● **Text passage**
______________________________
When asked what time his car was stolen, Nolte answered he did not know.
After excusing the witness from the courtroom, Rabenda summoned one of Nolte's Lockport subdivision neighbors to testify. Ring camera footage from the subdivision showed that the crime happened shortly after 2:35 p.m.
Christina Marinucci testified that on May 9, 2020, she was on her regular walk along Eastlake Parkway when she spotted two people followed closely by a car slowly creeping all the street. The two people were zigzagging back and forth between yards. The entire event was unusual because she never saw people walking in the middle of the street with a car trailing them.
It was a red or orange Honda or Hyundai, she said.
"They hopped in the car and got out and walked and ran into neighbor's garage," Marinucci testified.
The thieves who stole Nolte's black Hyundai Santa Fe almost crashed into another neighbor while fleeing. The neighbor who was almost hit was in a motorized wheelchair, Marinucci pointed out.
"It went east, further into my neighborhood," Marinucci recalled. "I was already on the phone with 911, that the car was stolen out of someone's garage."
Ring camera videos played during Wednesday's trial showed the stolen car pull up to the first car in the middle of Eastlake Parkway at 2:37 p.m.
"The black one was the one stolen," Marinucci testified.
The next prosecution witness, Jason Talley, a long-time supervisor of operations at the Illinois Tollway, testified he obtained data indicating the stolen vehicle from Lockport passed through a handful of different toll plazas between May 9-11,2020.
______________________________
● **Task**
Write the next part of the car-theft trial passage, starting after its final sentence. The items below have nothing to do with the car-theft trial passage.

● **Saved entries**
______________________________
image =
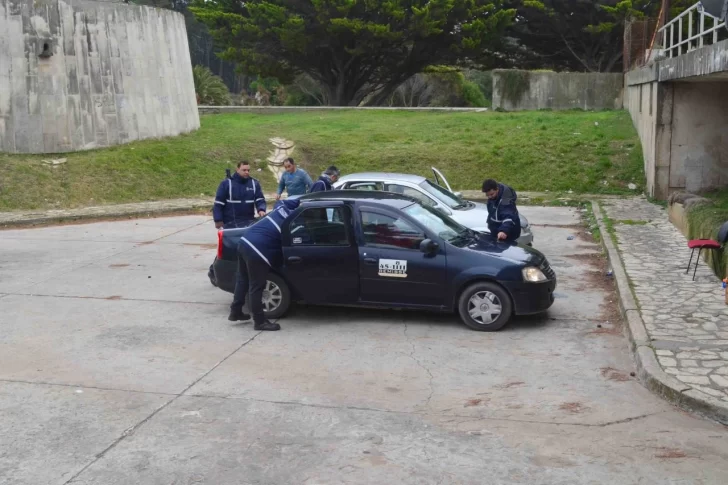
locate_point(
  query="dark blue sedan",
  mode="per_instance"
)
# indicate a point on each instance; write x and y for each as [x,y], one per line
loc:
[378,249]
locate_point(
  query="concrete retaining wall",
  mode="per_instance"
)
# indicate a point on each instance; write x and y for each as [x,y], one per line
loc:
[683,129]
[117,73]
[561,91]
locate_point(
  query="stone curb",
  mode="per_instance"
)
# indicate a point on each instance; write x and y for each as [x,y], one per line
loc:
[649,370]
[88,214]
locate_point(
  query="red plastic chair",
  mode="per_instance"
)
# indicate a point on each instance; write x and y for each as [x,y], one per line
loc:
[709,244]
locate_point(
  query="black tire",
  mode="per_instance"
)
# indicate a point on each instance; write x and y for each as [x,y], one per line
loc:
[285,301]
[487,289]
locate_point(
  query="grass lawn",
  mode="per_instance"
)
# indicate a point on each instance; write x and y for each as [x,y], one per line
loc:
[587,152]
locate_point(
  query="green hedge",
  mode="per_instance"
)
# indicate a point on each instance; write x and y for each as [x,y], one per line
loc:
[704,222]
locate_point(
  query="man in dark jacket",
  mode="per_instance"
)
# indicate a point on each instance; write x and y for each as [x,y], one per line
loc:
[330,176]
[503,219]
[236,201]
[260,249]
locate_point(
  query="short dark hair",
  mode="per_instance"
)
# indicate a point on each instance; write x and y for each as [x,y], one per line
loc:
[489,185]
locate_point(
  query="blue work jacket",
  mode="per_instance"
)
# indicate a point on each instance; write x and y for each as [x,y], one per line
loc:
[237,201]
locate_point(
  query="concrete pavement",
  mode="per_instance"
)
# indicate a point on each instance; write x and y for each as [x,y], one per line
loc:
[117,366]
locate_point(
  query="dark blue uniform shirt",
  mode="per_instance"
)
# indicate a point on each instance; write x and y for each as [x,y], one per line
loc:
[237,201]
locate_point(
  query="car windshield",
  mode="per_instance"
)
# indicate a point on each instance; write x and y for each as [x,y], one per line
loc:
[440,224]
[443,195]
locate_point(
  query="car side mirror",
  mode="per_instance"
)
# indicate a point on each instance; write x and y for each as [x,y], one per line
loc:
[428,246]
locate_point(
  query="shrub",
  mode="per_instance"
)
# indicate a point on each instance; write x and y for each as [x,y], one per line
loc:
[210,89]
______________________________
● **Response area**
On one occasion, Nolte's stolen Lockport car exited Interstate 294 at Halsted. Another time it headed northbound on I-57, and on the afternoon of May 9, about 10 minutes after the car theft in Lockport, the car entered Interstate 355 at Route 6.
Other portions of Wednesday's testimony included several police from New Lenox, Lockport and one detective from Midlothian testifying about their roles of collecting the clothing and DNA buccal swabs of Johnson, their murder suspect, after his incarceration at the Cook County Juvenile Detention Center for unrelated crimes.
Among the key police officials to testify on Wednesday: Micah Nuesse, current New Lenox deputy police chief of operations, Lockport police officer Jeff Dopke, now-retired New Lenox police evidence technician Paul Simon, FBI special agent Matthew Shanahan, formerly of the New Lenox Police Department, Lt. Adam Thibo of Midlothian's Police Department and New Lenox Police Detective Thomas Lynch.
New Lenox police also seized the stolen car from Lockport after the vehicle was involved in a wreck in Dolton, a few days after Baird was shot at the Circle K gas station on Nelson Road.
The prosecution also called 21-year-old Chicago woman Amiya Savage to testify, and she acknowledged she was a reluctant witness, agreeing only to testify after being served with a subpoena. Prosecutors sought to introduce testimony from Savage suggesting that she learned that Johnson was the shooter responsible for the New Lenox gas station slaying, but her testimony did little to bolster the prosecution's case.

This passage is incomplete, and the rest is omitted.